题目大意是求曼哈顿最小生成树中第n-k条边的长度，用来学曼哈顿最小生成树的~是莫队的基础？

求n个点曼哈顿距离最小生成树，如果用kruskal的话一一枚举建边会很慢，所以用到了这种神奇的算法。

对于每一个点，可能连边的点每45度都只有一个，所以用树状数组记录最小距离，然后每个方向更新~神奇的算法~

#include<cstdio>
#include<cstring>
#include<climits>
#include<iostream>
#include<algorithm>
using namespace std;

int n,k,fa[10001],c[4001],d[4001],tot;

struct node{
	int x,y,num;
}a[10001];

struct node1{
	int x,y,v;
}ed[40001];

bool cmp1(node u,node v)
{
	return u.x==v.x ? u.y<v.y:u.x<v.x;
}

bool cmp2(node1 u,node1 v)
{
	return u.v<v.v;
}

int findd(int u)
{
	return fa[u]==u ? u:fa[u]=findd(fa[u]);
}

int lowbit(int u)
{
	return u&(-u);
} 

void query(int num,int pos,int val)
{
	pos+=1000;
	int now=-1,val1=INT_MAX;
	for(int i=pos;i<4000;i+=lowbit(i))
	  if(val1>c[i])
	  {
	  	val1=c[i];now=d[i];
	  }
	if(now!=-1)
	{
		ed[++tot].x=num;ed[tot].y=now;ed[tot].v=val1-val;
	}
}

void change(int num,int pos,int val)
{
	pos+=1000;
	for(int i=pos;i;i-=lowbit(i))
	  if(c[i]>val)
	  {
	  	c[i]=val;d[i]=num;
	  }
}

void deal()

—————

=== 书面题目 1 ===
把曼哈顿最小生成树那篇文章中从“void query(int num,int”起、到“if(now!=-1)”为止（含这几个字）的部分原样抄写下来。
=== 书面题目 2 ===
接着曼哈顿最小生成树那篇文章的末尾往下续写。
此处用不到这份列表。

—————

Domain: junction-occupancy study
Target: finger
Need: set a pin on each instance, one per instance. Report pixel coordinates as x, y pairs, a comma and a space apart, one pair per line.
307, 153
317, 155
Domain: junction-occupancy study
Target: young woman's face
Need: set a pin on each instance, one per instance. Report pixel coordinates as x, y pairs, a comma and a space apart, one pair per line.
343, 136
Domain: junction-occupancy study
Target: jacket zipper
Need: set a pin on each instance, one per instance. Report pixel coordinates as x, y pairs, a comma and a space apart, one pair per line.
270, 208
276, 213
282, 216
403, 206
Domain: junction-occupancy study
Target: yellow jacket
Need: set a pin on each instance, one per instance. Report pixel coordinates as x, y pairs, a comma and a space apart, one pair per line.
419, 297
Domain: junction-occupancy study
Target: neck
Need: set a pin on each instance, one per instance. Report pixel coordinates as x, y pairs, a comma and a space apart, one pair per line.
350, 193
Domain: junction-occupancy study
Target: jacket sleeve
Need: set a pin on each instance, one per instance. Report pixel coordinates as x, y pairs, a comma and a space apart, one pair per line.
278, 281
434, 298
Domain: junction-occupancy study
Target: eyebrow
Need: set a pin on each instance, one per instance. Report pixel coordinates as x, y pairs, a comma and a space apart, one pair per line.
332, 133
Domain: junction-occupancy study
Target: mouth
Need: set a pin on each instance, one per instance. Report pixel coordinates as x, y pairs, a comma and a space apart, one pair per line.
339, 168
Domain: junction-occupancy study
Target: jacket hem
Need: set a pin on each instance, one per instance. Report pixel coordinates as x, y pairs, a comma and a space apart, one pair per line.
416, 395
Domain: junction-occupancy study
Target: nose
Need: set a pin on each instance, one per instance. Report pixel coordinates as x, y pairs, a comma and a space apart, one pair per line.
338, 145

—————

=== 任务结果 1 ===
void query(int num,int pos,int val)
{
	pos+=1000;
	int now=-1,val1=INT_MAX;
	for(int i=pos;i<4000;i+=lowbit(i))
	  if(val1>c[i])
	  {
	  	val1=c[i];now=d[i];
	  }
	if(now!=-1)

=== 任务结果 2 ===
{
	memset(c,63,sizeof(c));
	sort(a+1,a+n+1,cmp1);
	for(int i=n;i>=1;i--)
	{
		int pos=a[i].y-a[i].x,val=a[i].x+a[i].y;
		query(a[i].num,pos,val);
		change(a[i].num,pos,val);
	}
}

int ans()
{
	if(n==k) return 0;
	deal();
	for(int i=1;i<=n;i++) swap(a[i].x,a[i].y);deal();
	for(int i=1;i<=n;i++) a[i].y=-a[i].y;deal();
	for(int i=1;i<=n;i++) swap(a[i].x,a[i].y);deal();
	sort(ed+1,ed+tot+1,cmp2);
	for(int i=1;i<=tot;i++)
	  if(findd(ed[i].x)!=findd(ed[i].y))
	  {
	  	fa[findd(ed[i].x)]=findd(ed[i].y);
	  	n--;if(n==k) return ed[i].v;
	  }
}

int main()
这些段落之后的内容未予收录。